╭─ Records shown

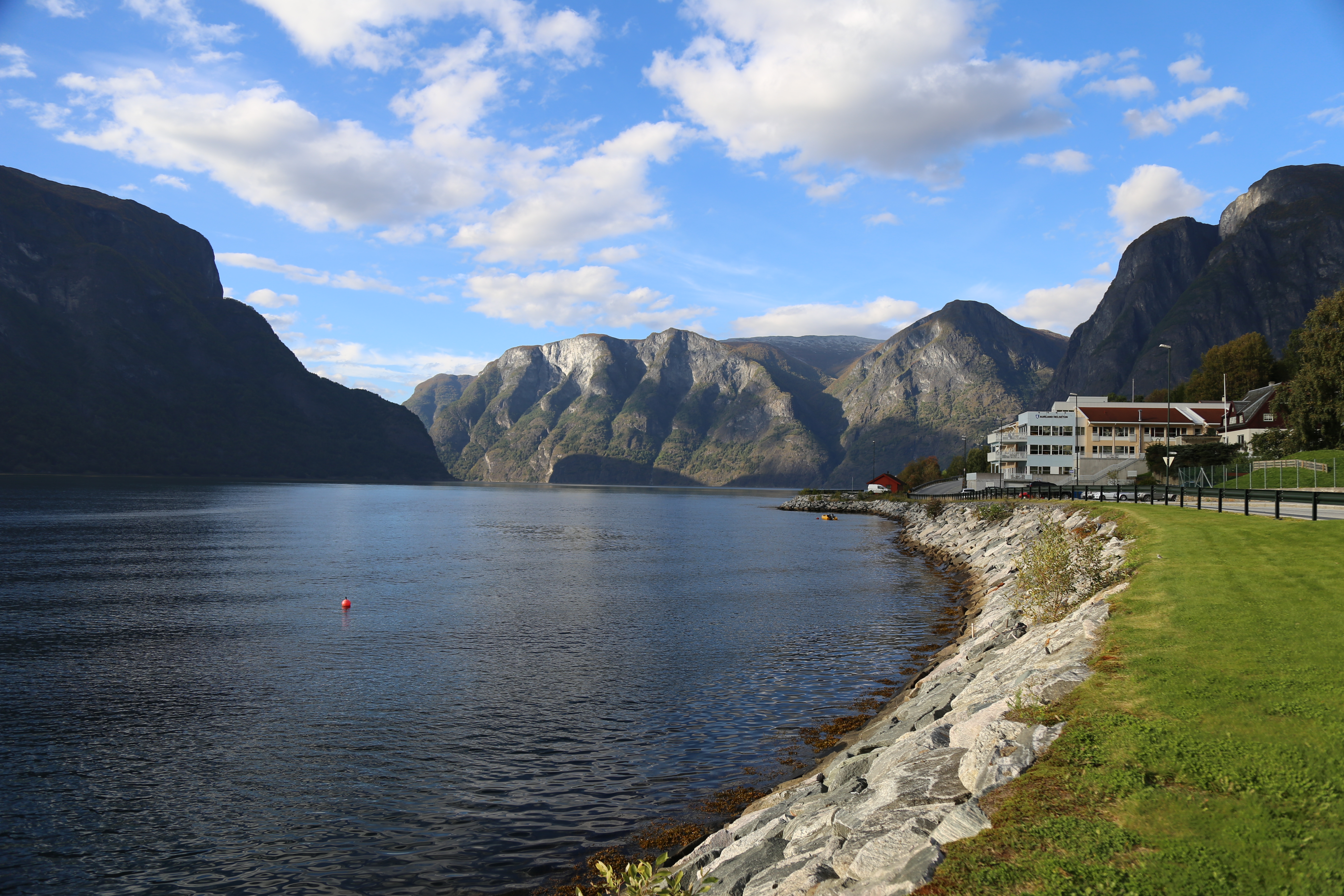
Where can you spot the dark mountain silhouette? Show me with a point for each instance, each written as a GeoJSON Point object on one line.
{"type": "Point", "coordinates": [119, 354]}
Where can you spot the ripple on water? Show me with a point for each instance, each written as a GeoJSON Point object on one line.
{"type": "Point", "coordinates": [527, 673]}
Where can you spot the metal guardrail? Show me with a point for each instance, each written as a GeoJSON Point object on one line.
{"type": "Point", "coordinates": [1198, 498]}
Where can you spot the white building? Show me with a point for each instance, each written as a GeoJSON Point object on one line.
{"type": "Point", "coordinates": [1089, 441]}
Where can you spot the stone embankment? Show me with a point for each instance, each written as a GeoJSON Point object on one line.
{"type": "Point", "coordinates": [876, 815]}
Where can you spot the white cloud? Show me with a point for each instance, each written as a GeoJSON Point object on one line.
{"type": "Point", "coordinates": [14, 62]}
{"type": "Point", "coordinates": [272, 152]}
{"type": "Point", "coordinates": [1060, 308]}
{"type": "Point", "coordinates": [1329, 116]}
{"type": "Point", "coordinates": [182, 21]}
{"type": "Point", "coordinates": [1121, 88]}
{"type": "Point", "coordinates": [556, 210]}
{"type": "Point", "coordinates": [1069, 160]}
{"type": "Point", "coordinates": [61, 9]}
{"type": "Point", "coordinates": [877, 319]}
{"type": "Point", "coordinates": [1190, 72]}
{"type": "Point", "coordinates": [377, 34]}
{"type": "Point", "coordinates": [1299, 152]}
{"type": "Point", "coordinates": [1206, 101]}
{"type": "Point", "coordinates": [357, 364]}
{"type": "Point", "coordinates": [350, 280]}
{"type": "Point", "coordinates": [568, 297]}
{"type": "Point", "coordinates": [616, 254]}
{"type": "Point", "coordinates": [281, 323]}
{"type": "Point", "coordinates": [896, 88]}
{"type": "Point", "coordinates": [271, 299]}
{"type": "Point", "coordinates": [822, 193]}
{"type": "Point", "coordinates": [1152, 194]}
{"type": "Point", "coordinates": [168, 181]}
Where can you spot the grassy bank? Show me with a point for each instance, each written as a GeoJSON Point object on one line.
{"type": "Point", "coordinates": [1207, 753]}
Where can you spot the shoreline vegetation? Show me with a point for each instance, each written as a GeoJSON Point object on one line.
{"type": "Point", "coordinates": [1201, 757]}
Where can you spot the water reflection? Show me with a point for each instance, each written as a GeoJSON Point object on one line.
{"type": "Point", "coordinates": [525, 673]}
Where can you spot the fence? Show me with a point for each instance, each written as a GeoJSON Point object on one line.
{"type": "Point", "coordinates": [1268, 475]}
{"type": "Point", "coordinates": [1298, 463]}
{"type": "Point", "coordinates": [1198, 498]}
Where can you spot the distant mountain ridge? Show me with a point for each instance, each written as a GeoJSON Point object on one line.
{"type": "Point", "coordinates": [120, 355]}
{"type": "Point", "coordinates": [1277, 249]}
{"type": "Point", "coordinates": [678, 407]}
{"type": "Point", "coordinates": [830, 355]}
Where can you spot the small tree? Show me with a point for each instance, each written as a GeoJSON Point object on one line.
{"type": "Point", "coordinates": [1246, 362]}
{"type": "Point", "coordinates": [920, 472]}
{"type": "Point", "coordinates": [1315, 400]}
{"type": "Point", "coordinates": [1057, 572]}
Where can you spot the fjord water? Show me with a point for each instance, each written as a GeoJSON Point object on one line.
{"type": "Point", "coordinates": [527, 673]}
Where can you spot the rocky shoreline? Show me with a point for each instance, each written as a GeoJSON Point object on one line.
{"type": "Point", "coordinates": [874, 816]}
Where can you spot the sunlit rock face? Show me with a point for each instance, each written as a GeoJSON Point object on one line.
{"type": "Point", "coordinates": [678, 407]}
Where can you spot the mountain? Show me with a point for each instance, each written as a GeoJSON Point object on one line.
{"type": "Point", "coordinates": [120, 355]}
{"type": "Point", "coordinates": [957, 373]}
{"type": "Point", "coordinates": [1277, 249]}
{"type": "Point", "coordinates": [830, 355]}
{"type": "Point", "coordinates": [435, 393]}
{"type": "Point", "coordinates": [678, 407]}
{"type": "Point", "coordinates": [670, 409]}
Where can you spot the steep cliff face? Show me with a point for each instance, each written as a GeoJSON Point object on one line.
{"type": "Point", "coordinates": [119, 354]}
{"type": "Point", "coordinates": [671, 409]}
{"type": "Point", "coordinates": [436, 393]}
{"type": "Point", "coordinates": [679, 409]}
{"type": "Point", "coordinates": [1279, 248]}
{"type": "Point", "coordinates": [957, 373]}
{"type": "Point", "coordinates": [1154, 272]}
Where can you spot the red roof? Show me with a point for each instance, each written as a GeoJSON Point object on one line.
{"type": "Point", "coordinates": [1209, 414]}
{"type": "Point", "coordinates": [1148, 414]}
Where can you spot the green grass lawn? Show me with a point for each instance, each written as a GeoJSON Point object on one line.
{"type": "Point", "coordinates": [1207, 753]}
{"type": "Point", "coordinates": [1289, 477]}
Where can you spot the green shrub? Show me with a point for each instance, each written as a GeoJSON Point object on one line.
{"type": "Point", "coordinates": [1057, 572]}
{"type": "Point", "coordinates": [643, 879]}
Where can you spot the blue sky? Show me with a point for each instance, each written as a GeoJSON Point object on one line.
{"type": "Point", "coordinates": [408, 187]}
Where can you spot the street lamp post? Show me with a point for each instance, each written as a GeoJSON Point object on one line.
{"type": "Point", "coordinates": [1074, 460]}
{"type": "Point", "coordinates": [966, 453]}
{"type": "Point", "coordinates": [1168, 428]}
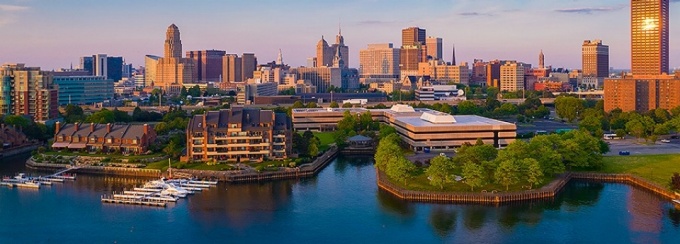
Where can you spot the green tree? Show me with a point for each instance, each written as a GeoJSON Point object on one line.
{"type": "Point", "coordinates": [439, 171]}
{"type": "Point", "coordinates": [507, 173]}
{"type": "Point", "coordinates": [474, 175]}
{"type": "Point", "coordinates": [534, 172]}
{"type": "Point", "coordinates": [400, 169]}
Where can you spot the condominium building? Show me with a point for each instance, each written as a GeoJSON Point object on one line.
{"type": "Point", "coordinates": [379, 62]}
{"type": "Point", "coordinates": [421, 129]}
{"type": "Point", "coordinates": [82, 90]}
{"type": "Point", "coordinates": [28, 91]}
{"type": "Point", "coordinates": [208, 64]}
{"type": "Point", "coordinates": [512, 76]}
{"type": "Point", "coordinates": [239, 135]}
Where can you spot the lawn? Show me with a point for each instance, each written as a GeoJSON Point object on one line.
{"type": "Point", "coordinates": [656, 168]}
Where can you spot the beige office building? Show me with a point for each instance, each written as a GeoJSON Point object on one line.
{"type": "Point", "coordinates": [379, 62]}
{"type": "Point", "coordinates": [172, 70]}
{"type": "Point", "coordinates": [512, 76]}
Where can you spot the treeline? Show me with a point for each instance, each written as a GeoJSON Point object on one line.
{"type": "Point", "coordinates": [481, 164]}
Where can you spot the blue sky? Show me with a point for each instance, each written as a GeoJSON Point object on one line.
{"type": "Point", "coordinates": [55, 33]}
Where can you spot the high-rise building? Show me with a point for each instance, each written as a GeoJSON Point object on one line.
{"type": "Point", "coordinates": [413, 36]}
{"type": "Point", "coordinates": [150, 64]}
{"type": "Point", "coordinates": [649, 35]}
{"type": "Point", "coordinates": [595, 59]}
{"type": "Point", "coordinates": [434, 48]}
{"type": "Point", "coordinates": [173, 70]}
{"type": "Point", "coordinates": [28, 91]}
{"type": "Point", "coordinates": [512, 76]}
{"type": "Point", "coordinates": [208, 64]}
{"type": "Point", "coordinates": [379, 62]}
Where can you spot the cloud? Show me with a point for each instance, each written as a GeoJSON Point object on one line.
{"type": "Point", "coordinates": [12, 8]}
{"type": "Point", "coordinates": [589, 10]}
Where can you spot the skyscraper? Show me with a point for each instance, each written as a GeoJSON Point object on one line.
{"type": "Point", "coordinates": [172, 70]}
{"type": "Point", "coordinates": [595, 59]}
{"type": "Point", "coordinates": [649, 34]}
{"type": "Point", "coordinates": [434, 48]}
{"type": "Point", "coordinates": [208, 64]}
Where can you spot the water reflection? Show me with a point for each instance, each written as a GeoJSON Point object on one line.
{"type": "Point", "coordinates": [443, 219]}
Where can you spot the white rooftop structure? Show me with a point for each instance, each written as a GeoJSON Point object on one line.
{"type": "Point", "coordinates": [438, 118]}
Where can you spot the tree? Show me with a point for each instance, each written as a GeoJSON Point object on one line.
{"type": "Point", "coordinates": [474, 175]}
{"type": "Point", "coordinates": [439, 171]}
{"type": "Point", "coordinates": [534, 172]}
{"type": "Point", "coordinates": [507, 173]}
{"type": "Point", "coordinates": [400, 169]}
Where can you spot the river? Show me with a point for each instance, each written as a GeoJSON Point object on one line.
{"type": "Point", "coordinates": [341, 205]}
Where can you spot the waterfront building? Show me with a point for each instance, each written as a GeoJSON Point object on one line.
{"type": "Point", "coordinates": [124, 138]}
{"type": "Point", "coordinates": [80, 90]}
{"type": "Point", "coordinates": [239, 135]}
{"type": "Point", "coordinates": [208, 64]}
{"type": "Point", "coordinates": [28, 91]}
{"type": "Point", "coordinates": [379, 62]}
{"type": "Point", "coordinates": [421, 129]}
{"type": "Point", "coordinates": [172, 70]}
{"type": "Point", "coordinates": [512, 76]}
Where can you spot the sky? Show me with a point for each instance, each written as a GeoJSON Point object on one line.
{"type": "Point", "coordinates": [53, 34]}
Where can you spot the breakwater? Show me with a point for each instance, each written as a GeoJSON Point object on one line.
{"type": "Point", "coordinates": [302, 171]}
{"type": "Point", "coordinates": [100, 170]}
{"type": "Point", "coordinates": [545, 192]}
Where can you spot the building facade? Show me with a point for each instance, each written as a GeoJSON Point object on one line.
{"type": "Point", "coordinates": [81, 90]}
{"type": "Point", "coordinates": [172, 70]}
{"type": "Point", "coordinates": [28, 91]}
{"type": "Point", "coordinates": [127, 139]}
{"type": "Point", "coordinates": [379, 62]}
{"type": "Point", "coordinates": [649, 37]}
{"type": "Point", "coordinates": [239, 135]}
{"type": "Point", "coordinates": [421, 129]}
{"type": "Point", "coordinates": [208, 64]}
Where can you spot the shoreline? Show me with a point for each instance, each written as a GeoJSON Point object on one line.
{"type": "Point", "coordinates": [546, 192]}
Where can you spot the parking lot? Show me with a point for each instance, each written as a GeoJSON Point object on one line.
{"type": "Point", "coordinates": [638, 147]}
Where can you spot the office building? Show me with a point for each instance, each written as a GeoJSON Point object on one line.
{"type": "Point", "coordinates": [595, 59]}
{"type": "Point", "coordinates": [81, 90]}
{"type": "Point", "coordinates": [239, 135]}
{"type": "Point", "coordinates": [434, 48]}
{"type": "Point", "coordinates": [649, 35]}
{"type": "Point", "coordinates": [379, 62]}
{"type": "Point", "coordinates": [173, 70]}
{"type": "Point", "coordinates": [421, 129]}
{"type": "Point", "coordinates": [208, 64]}
{"type": "Point", "coordinates": [512, 76]}
{"type": "Point", "coordinates": [28, 91]}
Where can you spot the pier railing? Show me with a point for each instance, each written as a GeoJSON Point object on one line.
{"type": "Point", "coordinates": [548, 191]}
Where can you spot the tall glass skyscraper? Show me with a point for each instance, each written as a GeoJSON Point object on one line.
{"type": "Point", "coordinates": [649, 36]}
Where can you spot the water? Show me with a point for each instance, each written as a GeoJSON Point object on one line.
{"type": "Point", "coordinates": [341, 205]}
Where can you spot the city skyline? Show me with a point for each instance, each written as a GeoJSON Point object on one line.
{"type": "Point", "coordinates": [75, 30]}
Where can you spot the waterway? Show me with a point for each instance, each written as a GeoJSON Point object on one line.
{"type": "Point", "coordinates": [341, 205]}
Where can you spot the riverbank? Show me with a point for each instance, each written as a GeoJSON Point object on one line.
{"type": "Point", "coordinates": [546, 192]}
{"type": "Point", "coordinates": [303, 171]}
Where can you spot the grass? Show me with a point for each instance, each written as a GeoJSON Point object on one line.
{"type": "Point", "coordinates": [421, 183]}
{"type": "Point", "coordinates": [655, 168]}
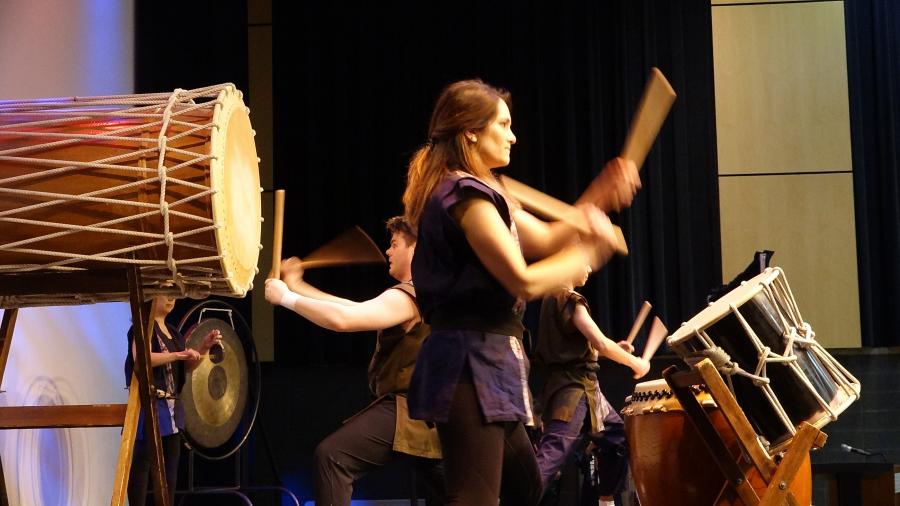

╰─

Directions for this task:
How many of the lines above contain the string "green"? Treat uppercase and lowercase as different, and reply with the number alone.

Task result:
3